-------- Dataset extract --------

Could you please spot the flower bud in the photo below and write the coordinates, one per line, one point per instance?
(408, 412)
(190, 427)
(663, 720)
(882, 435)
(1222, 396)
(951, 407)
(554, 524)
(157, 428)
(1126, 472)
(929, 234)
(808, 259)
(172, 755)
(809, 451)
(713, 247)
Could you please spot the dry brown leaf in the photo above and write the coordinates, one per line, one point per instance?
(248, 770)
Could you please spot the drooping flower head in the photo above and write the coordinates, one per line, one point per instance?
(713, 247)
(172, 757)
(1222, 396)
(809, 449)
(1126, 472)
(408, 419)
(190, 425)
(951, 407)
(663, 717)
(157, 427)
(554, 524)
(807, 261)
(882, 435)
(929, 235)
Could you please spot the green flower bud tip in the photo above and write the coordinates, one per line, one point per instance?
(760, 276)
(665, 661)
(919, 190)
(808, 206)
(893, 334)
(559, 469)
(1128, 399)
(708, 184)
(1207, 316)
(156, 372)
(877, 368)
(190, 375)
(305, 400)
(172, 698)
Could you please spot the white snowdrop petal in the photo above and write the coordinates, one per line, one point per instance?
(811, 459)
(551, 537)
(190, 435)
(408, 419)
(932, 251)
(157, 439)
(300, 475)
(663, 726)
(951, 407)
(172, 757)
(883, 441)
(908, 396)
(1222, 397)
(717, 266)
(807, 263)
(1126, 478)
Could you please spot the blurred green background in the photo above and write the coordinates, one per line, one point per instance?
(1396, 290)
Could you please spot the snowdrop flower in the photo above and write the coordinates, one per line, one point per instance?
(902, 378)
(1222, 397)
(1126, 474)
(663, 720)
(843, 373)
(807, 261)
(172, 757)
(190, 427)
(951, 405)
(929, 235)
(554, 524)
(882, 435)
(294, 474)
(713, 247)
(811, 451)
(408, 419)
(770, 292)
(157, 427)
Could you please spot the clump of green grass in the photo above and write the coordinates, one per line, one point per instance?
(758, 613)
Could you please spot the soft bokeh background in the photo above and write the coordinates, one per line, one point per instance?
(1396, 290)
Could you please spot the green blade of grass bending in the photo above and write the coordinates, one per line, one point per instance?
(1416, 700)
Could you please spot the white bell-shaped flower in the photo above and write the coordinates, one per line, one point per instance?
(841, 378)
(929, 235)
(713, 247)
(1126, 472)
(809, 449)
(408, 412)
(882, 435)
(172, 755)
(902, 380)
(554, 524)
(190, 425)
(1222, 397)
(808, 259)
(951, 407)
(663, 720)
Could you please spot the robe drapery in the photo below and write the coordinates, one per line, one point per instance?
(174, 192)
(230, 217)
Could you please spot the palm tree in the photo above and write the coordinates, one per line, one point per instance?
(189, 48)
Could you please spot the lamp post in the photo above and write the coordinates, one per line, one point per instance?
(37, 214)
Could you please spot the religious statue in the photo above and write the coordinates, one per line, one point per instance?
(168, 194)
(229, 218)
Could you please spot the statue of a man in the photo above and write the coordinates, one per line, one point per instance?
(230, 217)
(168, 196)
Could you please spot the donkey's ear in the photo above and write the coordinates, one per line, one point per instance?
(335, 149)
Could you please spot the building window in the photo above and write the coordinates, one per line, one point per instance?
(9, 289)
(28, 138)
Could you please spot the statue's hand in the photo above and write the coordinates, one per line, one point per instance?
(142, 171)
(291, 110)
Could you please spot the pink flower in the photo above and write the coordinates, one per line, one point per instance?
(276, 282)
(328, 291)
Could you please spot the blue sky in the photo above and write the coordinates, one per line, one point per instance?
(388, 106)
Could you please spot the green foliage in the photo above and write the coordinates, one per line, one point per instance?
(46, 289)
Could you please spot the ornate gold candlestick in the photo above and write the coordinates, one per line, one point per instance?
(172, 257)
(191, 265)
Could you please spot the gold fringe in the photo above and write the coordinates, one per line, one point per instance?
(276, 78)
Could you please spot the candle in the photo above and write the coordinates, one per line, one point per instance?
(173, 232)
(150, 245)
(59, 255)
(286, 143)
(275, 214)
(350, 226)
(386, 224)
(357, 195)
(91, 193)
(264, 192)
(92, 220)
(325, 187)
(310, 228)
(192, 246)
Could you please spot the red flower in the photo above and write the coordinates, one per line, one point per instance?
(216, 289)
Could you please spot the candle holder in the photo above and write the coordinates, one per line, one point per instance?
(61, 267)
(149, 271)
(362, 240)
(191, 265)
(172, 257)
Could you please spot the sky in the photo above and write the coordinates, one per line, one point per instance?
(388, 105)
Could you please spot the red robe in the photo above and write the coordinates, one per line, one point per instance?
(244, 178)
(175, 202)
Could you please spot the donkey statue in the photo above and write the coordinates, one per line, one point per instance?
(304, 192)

--------

Your instructions: Output every line of the records above verbatim, keeping their original order.

Exercise result:
Could you please spot the flower bud in the photo below and write the coordinates, one per line, one point per instance?
(408, 412)
(190, 427)
(663, 720)
(882, 435)
(1222, 396)
(951, 407)
(554, 524)
(157, 428)
(1126, 472)
(929, 234)
(808, 259)
(172, 755)
(809, 451)
(713, 247)
Could you please spot the dry brown leaf in the photo above and write the coordinates, one per line, one point per instance?
(248, 770)
Could you please spot the drooping flower head in the photo above and write the coordinates, one per line, one point per instance?
(713, 247)
(172, 757)
(1222, 396)
(809, 449)
(1126, 472)
(408, 419)
(190, 425)
(951, 407)
(663, 717)
(157, 427)
(554, 524)
(807, 261)
(882, 435)
(929, 235)
Could you please spot the green flower bud tip in the photo above and write the coordinates, one per line, one point per instance?
(760, 276)
(665, 661)
(919, 190)
(808, 206)
(893, 334)
(559, 469)
(1128, 399)
(708, 184)
(1207, 316)
(156, 372)
(877, 368)
(190, 375)
(305, 400)
(172, 698)
Could you please spot the white snowdrop petal in the photo above and write the coordinates, one per line, one point per instance?
(811, 459)
(551, 537)
(190, 435)
(408, 419)
(932, 251)
(157, 439)
(300, 475)
(663, 726)
(951, 407)
(172, 757)
(883, 441)
(908, 396)
(1222, 397)
(717, 266)
(807, 263)
(1126, 478)
Could you please spot the blurred green background in the photo above and write the coordinates, one per line, one point per instance?
(1396, 290)
Could you please spot the snowdrop flower in the photo above and write the coordinates, one per line, one point per instance?
(902, 378)
(1222, 397)
(1126, 474)
(663, 720)
(843, 373)
(807, 261)
(172, 757)
(190, 427)
(951, 405)
(929, 235)
(554, 524)
(882, 435)
(294, 474)
(713, 247)
(811, 451)
(408, 419)
(770, 292)
(157, 427)
Could you please spot the clump of green grass in the photo above and write the coordinates, one per line, one point per instance?
(758, 613)
Could you please spot the soft bokeh background in the photo above and write the coordinates, one per line, one point per instance?
(1396, 290)
Could you please spot the green blade of grass bending in the photo above and write the coordinates, one per line, one point per instance?
(1416, 700)
Could you please spot the white bell-shaped flower in the photo above and write the coordinates, one per line, one point per instance?
(841, 378)
(929, 235)
(713, 247)
(1126, 472)
(809, 449)
(408, 412)
(882, 435)
(172, 755)
(902, 380)
(554, 524)
(190, 425)
(1222, 397)
(808, 259)
(951, 407)
(663, 720)
Could you please spot the robe drapery in the photo below and write the coordinates, one per line, one point per instance?
(174, 192)
(230, 217)
Could you please spot the palm tree in the photo above and write the coordinates, one per line, one point per instance?
(189, 48)
Could you please spot the lamp post in the photo above and write the coordinates, one per line, one point per instance?
(37, 214)
Could you please spot the religious statue in the photo above and write the coordinates, one per line, one point per instance?
(168, 194)
(229, 218)
Could you please spot the statue of a man in the photo above and write the coordinates, one per line, one point per instance?
(230, 217)
(168, 196)
Could you please spot the donkey's ear in the photo above and write the coordinates, one per line, one point per instance?
(335, 149)
Could you please spot the building window in the photo above and write the coordinates, one per line, one point per instance?
(9, 289)
(28, 138)
Could you please spot the statue's hand in the photo above and write the coordinates, one per line, one point per instance?
(142, 171)
(291, 110)
Could you please spot the pink flower in the photo above and write the coordinates, one per line, one point per instance?
(276, 282)
(328, 291)
Could you please spot the blue sky in the photo above and write the coordinates, one per line, one point per instance?
(388, 106)
Could you please spot the green foliage in the photo above and write the coordinates, one per line, one point per instance?
(46, 289)
Could you please spot the ornate gold candlestick in the photo above and write the coordinates, one per line, one point per instance?
(172, 257)
(191, 265)
Could you please spot the gold fringe in the photo above and write the coordinates, one per line, one point per instance?
(276, 78)
Could you please spot the candle in the photo above and write the coordinates, one per line, one point per instance?
(173, 232)
(150, 245)
(59, 255)
(286, 143)
(275, 214)
(350, 226)
(386, 224)
(357, 195)
(91, 193)
(264, 192)
(92, 220)
(325, 187)
(310, 228)
(192, 246)
Could you please spot the red flower in the photo above and write the coordinates, one per line, one point per instance?
(216, 289)
Could you please spot the candle holder in the photo above and write the coordinates, one per line, one point per instance?
(61, 267)
(149, 271)
(362, 240)
(191, 265)
(172, 257)
Could you please spot the sky in the photo above and write the coordinates, one per line, one point per instance?
(388, 105)
Could you please spot the red robe in the photo above and write the coordinates, one per line, one point per instance?
(244, 178)
(175, 202)
Could you please spot the donkey statue in the photo above and write the coordinates, one per line, one point per instance?
(304, 192)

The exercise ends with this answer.